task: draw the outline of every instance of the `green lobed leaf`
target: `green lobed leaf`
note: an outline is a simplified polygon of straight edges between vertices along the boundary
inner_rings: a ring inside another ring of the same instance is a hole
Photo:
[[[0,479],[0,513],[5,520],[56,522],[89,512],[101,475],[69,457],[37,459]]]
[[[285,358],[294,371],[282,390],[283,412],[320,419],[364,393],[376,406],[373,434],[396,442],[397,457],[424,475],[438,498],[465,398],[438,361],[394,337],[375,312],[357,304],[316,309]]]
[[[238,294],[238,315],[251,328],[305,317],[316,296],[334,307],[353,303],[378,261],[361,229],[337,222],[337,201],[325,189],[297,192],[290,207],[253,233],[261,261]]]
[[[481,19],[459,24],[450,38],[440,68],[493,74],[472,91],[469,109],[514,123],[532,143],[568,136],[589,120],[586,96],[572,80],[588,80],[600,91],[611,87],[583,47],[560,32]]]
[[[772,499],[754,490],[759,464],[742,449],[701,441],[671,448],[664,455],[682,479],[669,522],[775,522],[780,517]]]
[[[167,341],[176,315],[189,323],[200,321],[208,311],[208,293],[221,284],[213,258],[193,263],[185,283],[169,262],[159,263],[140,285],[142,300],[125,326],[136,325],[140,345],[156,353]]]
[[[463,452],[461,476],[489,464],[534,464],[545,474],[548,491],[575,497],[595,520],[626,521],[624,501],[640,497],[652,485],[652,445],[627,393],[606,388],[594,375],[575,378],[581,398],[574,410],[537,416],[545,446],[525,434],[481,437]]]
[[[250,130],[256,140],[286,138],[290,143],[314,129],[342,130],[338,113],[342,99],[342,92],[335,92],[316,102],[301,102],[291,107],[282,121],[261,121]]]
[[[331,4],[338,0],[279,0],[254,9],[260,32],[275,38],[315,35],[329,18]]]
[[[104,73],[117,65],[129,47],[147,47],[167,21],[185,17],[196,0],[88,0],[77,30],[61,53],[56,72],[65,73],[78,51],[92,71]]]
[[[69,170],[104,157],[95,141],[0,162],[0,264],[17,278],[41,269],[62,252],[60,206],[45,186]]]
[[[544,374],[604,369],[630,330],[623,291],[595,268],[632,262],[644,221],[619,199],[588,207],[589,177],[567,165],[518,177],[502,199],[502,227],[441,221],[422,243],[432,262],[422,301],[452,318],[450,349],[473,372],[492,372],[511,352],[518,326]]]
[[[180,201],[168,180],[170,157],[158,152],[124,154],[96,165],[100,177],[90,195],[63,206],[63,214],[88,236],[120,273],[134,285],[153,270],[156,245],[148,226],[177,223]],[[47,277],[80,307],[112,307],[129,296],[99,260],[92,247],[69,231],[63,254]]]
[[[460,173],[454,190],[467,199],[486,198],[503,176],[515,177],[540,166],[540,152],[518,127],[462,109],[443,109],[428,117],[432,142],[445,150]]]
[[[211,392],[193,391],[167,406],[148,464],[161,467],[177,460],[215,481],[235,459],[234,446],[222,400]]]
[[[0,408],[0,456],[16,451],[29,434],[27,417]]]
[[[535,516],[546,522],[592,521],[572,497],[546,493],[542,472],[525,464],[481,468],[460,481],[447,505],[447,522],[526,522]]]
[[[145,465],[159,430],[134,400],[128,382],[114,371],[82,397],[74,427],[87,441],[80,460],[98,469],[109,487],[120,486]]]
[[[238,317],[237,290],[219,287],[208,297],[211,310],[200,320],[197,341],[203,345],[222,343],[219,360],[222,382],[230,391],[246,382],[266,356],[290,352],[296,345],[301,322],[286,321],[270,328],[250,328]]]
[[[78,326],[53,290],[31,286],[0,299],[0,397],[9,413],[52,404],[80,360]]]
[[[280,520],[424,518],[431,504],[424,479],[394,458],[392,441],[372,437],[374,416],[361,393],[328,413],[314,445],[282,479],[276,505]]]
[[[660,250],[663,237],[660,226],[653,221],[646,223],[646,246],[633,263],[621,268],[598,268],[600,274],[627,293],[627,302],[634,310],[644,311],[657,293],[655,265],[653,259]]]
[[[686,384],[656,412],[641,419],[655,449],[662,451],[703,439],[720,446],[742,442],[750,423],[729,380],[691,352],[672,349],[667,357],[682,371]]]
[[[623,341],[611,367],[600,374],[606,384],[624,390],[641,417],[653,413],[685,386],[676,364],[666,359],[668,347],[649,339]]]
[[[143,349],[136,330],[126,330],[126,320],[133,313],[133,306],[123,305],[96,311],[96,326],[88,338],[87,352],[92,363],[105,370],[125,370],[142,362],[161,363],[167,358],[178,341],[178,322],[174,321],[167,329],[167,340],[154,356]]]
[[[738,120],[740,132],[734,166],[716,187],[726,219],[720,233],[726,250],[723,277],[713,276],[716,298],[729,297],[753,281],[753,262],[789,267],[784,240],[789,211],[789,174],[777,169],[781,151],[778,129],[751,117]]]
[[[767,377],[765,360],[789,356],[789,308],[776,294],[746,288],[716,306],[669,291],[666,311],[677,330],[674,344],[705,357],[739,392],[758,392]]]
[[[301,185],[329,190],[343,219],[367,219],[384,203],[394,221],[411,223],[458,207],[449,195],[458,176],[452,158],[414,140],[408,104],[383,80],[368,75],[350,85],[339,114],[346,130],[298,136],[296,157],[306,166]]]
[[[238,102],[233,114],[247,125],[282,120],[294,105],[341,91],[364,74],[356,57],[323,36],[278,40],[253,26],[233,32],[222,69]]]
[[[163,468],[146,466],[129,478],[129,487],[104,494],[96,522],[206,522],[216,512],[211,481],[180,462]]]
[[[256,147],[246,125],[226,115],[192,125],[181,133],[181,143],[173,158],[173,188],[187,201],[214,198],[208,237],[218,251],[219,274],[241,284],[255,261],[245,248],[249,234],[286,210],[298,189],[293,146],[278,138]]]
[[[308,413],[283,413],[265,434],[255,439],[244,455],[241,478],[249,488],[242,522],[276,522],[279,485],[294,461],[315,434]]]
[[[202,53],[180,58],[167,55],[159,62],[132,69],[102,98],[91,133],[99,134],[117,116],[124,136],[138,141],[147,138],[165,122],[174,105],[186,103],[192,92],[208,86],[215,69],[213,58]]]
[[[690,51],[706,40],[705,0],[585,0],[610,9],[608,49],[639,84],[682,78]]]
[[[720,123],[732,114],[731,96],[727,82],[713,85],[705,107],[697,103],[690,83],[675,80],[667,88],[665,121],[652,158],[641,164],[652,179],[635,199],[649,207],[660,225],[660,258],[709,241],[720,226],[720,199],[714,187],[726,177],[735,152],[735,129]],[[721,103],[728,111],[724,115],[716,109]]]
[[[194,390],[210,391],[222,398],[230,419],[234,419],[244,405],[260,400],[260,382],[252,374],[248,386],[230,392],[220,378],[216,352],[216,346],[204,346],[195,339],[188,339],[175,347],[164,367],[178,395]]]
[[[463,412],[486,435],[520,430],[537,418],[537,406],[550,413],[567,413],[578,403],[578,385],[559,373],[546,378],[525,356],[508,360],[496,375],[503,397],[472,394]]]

EXERCISE REQUIREMENTS:
Select every line in the listing above that contains the string "leaf", copying each one in full.

SOLUTION TO THIS TASK:
task: draw the outline of every instance of the `green lobed leaf`
target: `green lobed leaf`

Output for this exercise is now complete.